## begin SELECTED EXCERPT

In [113]:
import numpy as np 
import pandas as pd 
import os
import spacy
import string
import re
import numpy as np
from spacy.symbols import ORTH
from collections import Counter
from sklearn.model_selection import train_test_split
import torch
import torch.nn as nn
import torch.nn.functional as F
from torch.utils.data import Dataset, DataLoader
from torch.nn.utils.rnn import pack_padded_sequence, pad_packed_sequence
import numpy as np
from collections import defaultdict
import re
from sklearn.metrics import confusion_matrix

## Read file into DataFrame

In [114]:
# read the file into DataFrame
df = pd.read_csv('./CAMEO_IDEA_labeled_data.csv')

# separate content and label
text = df['Content']
labels = df['Category Code']

## Tokenize the text

In [115]:
# funtion tokenize sentence
tokenizer = spacy.load("en_core_web_sm")
stopwords = tokenizer.Defaults.stop_words
# tokenize, lemmatize the text, drop punctuations and stopwords
tokenize = lambda t: [token.lemma_ for token in tokenizer(t) if (not token.is_punct) and (not token.is_stop)]

# only tokenize the text
# tokenize = lambda t: [token.text for token in tokenizer(t)]

In [116]:
# build dictionary <key=word : value=count>
cnt = Counter()

## end SELECTED EXCERPT
## begin RECORD EXCERPTS

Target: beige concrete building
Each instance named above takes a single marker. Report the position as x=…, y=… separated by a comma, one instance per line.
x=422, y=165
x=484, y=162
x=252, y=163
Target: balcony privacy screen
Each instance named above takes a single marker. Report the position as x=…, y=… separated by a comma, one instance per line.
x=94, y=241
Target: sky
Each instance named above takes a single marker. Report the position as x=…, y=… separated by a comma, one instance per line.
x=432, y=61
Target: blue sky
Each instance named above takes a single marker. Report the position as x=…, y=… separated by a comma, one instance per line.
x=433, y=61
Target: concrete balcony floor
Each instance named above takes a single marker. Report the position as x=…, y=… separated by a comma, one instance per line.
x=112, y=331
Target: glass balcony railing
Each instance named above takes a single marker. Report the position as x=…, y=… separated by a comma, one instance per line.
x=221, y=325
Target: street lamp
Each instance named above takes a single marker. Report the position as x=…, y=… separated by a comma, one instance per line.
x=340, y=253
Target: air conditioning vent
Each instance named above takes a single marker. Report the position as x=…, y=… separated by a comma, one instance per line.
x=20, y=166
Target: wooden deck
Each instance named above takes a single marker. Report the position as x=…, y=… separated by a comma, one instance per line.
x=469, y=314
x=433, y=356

## end RECORD EXCERPTS

- [EXERCISE INSTRUCTIONS]:
(a) Reproduce the portion of the tokenization notebook between "stopwords = tokenizer.Defaults.stop_words" and "cnt = Counter()", inclusive.
(b) Carry on the tokenization notebook from the point where it stops.

- [RESULTS BY TASK]:
(a)
stopwords = tokenizer.Defaults.stop_words
# tokenize, lemmatize the text, drop punctuations and stopwords
tokenize = lambda t: [token.lemma_ for token in tokenizer(t) if (not token.is_punct) and (not token.is_stop)]

# only tokenize the text
# tokenize = lambda t: [token.text for token in tokenizer(t)]

In [116]:
# build dictionary <key=word : value=count>
cnt = Counter()

(b)
size = text.size
for idx in range(size):
    for word in tokenize(text[idx]):
        cnt[word] += 1

In [117]:
# filter out low-frequency word
min_threshold = 1
count = {x: count for x, count in cnt.items() if count >= min_threshold}

In [118]:
# filter out high-frequency word
min_threshold = 1
count = {x: count for x, count in cnt.items() if count <= min_threshold}

## Split dataset into train set and test set

In [119]:
X = np.array(text)
y = np.array(labels)
X_train, X_val, y_train, y_val = train_test_split(X, y, test_size=0.2, stratify=y)

## Prepare for word embedding

In [120]:
# download glove dictionary
# def download_glove():
#     ! wget http://nlp.stanford.edu/data/glove.6B.zip
#     ! unzip glove.6B.zip -C data
    
# download_glove()
# ! unzip glove.6B.zip

In [121]:
# load word embedding dictionary (<key=word : value=vector>)
def load_embedding_dict():
    embeddings_dict = {}
    with open("glove.6B.50d.txt", 'r') as file:
        for line in file:
            values = line.split()
            word = values[0]
            vector = np.asarray(values[1:], "float32")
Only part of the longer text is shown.